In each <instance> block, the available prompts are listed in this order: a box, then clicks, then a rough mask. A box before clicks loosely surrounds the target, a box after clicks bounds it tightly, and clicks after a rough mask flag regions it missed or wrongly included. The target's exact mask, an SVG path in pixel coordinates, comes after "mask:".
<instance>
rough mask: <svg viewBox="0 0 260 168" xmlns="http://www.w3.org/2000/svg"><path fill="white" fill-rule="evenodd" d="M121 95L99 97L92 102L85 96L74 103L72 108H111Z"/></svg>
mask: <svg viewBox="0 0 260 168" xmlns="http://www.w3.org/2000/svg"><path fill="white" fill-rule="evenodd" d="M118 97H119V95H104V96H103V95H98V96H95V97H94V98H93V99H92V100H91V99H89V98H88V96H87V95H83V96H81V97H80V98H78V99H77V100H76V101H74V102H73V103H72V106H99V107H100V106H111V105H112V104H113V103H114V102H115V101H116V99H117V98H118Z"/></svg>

--- --- ---

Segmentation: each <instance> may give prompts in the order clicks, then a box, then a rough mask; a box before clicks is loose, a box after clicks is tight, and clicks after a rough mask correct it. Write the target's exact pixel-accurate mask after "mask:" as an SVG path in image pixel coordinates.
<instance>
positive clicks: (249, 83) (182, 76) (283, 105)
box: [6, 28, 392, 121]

--- --- ---

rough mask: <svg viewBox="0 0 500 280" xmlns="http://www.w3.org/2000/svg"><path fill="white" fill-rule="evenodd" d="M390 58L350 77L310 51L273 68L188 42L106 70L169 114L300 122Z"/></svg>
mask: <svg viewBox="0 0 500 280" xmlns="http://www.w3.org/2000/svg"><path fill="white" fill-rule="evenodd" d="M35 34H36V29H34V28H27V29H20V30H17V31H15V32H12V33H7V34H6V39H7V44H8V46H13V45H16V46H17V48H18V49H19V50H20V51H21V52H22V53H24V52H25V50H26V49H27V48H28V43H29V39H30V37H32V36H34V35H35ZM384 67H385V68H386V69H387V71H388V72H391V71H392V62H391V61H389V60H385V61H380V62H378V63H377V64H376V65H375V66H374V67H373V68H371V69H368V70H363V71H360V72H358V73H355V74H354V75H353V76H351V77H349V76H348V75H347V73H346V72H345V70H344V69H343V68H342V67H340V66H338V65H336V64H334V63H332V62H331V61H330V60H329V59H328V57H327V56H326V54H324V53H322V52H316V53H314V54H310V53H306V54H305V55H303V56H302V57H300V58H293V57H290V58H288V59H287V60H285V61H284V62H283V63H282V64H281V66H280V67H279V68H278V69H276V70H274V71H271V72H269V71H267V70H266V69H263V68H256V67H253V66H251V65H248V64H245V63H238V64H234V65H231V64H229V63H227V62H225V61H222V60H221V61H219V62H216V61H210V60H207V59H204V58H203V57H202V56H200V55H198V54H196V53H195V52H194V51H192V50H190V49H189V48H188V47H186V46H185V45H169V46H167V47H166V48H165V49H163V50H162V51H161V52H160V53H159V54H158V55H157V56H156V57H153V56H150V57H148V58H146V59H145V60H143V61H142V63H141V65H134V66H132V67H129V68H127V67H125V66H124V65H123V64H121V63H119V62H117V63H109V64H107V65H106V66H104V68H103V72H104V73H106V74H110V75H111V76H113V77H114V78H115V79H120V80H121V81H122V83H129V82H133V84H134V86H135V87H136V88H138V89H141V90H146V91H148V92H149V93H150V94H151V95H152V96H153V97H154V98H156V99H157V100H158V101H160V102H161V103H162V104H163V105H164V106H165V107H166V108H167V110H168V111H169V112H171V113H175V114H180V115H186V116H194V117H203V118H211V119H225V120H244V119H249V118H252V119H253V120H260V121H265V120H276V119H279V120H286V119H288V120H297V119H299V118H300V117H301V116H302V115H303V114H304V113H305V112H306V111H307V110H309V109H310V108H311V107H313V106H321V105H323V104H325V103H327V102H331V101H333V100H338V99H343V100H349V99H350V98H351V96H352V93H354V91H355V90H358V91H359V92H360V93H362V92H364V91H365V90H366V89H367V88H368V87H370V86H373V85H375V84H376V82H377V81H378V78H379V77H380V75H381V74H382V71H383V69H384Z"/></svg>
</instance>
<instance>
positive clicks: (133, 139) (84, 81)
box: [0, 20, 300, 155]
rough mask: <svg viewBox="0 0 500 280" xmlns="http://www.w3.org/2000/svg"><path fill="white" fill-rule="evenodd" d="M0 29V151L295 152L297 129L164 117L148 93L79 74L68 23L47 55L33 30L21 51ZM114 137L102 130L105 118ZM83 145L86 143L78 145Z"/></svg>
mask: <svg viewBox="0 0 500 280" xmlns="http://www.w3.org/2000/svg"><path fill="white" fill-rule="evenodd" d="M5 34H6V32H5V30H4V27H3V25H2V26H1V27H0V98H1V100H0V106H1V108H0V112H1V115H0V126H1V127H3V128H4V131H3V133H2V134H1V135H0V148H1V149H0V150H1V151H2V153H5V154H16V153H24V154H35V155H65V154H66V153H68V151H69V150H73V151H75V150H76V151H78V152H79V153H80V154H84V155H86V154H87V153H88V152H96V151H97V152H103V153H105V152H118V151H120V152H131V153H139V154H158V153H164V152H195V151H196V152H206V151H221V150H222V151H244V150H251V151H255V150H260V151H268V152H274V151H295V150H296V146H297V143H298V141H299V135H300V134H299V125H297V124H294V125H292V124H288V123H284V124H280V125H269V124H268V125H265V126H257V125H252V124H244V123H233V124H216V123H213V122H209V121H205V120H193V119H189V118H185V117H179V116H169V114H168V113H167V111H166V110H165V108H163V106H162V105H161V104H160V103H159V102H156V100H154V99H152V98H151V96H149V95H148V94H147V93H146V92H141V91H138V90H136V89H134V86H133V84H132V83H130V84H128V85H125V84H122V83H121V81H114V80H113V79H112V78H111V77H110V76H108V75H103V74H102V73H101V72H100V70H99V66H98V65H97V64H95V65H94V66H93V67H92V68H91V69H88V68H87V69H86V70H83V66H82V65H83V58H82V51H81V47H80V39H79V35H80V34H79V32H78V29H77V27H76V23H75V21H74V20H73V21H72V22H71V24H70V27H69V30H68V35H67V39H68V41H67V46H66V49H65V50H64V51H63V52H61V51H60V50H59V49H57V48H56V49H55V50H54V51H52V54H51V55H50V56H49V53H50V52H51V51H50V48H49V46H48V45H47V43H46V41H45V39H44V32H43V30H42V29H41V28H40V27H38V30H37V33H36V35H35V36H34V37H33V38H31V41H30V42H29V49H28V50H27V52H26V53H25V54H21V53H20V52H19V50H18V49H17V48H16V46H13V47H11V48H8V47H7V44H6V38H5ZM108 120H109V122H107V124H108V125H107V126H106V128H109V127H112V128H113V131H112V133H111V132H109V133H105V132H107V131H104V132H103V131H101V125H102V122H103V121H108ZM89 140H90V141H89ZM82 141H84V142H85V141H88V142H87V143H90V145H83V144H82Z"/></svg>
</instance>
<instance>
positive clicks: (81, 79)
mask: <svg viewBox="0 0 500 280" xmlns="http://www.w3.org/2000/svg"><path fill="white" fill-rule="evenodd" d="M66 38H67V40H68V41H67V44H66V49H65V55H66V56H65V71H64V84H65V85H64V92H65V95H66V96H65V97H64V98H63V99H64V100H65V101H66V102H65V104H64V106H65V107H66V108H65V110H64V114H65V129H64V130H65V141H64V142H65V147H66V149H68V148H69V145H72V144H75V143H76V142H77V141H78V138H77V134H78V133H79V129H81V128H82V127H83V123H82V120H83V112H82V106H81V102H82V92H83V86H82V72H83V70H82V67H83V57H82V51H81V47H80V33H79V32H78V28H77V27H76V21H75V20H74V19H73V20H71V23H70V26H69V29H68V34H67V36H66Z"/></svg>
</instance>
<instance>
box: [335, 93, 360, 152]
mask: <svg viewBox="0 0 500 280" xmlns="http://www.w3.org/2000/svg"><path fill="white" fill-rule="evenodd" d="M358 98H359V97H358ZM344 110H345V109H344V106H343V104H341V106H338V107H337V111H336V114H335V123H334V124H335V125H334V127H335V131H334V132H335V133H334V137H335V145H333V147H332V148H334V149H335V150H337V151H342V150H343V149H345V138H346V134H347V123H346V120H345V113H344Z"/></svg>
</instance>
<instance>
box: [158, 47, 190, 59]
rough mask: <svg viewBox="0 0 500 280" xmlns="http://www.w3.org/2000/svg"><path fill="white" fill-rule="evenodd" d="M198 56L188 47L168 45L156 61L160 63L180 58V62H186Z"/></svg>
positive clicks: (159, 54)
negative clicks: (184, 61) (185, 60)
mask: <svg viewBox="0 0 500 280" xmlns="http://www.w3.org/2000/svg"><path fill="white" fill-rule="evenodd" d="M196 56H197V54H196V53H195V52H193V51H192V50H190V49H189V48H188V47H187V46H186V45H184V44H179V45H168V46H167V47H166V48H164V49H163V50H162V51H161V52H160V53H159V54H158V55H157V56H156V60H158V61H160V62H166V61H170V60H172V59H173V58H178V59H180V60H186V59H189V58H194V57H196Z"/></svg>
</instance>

--- --- ---

- Work item
Rewrite the rows from the line containing "In each <instance>" down to the line containing "95L99 97L92 102L85", changing "rough mask" to "coarse mask" and leaving everything else the same.

- Output of the task
In each <instance> block, the available prompts are listed in this order: a box, then clicks, then a coarse mask. A box before clicks loosely surrounds the target, a box after clicks bounds it tightly, and clicks after a coarse mask flag regions it missed or wrongly included. The target's exact mask, an SVG path in pixel coordinates, comes after "mask:".
<instance>
coarse mask: <svg viewBox="0 0 260 168" xmlns="http://www.w3.org/2000/svg"><path fill="white" fill-rule="evenodd" d="M121 95L99 97L92 102L85 96L74 103L72 108H111Z"/></svg>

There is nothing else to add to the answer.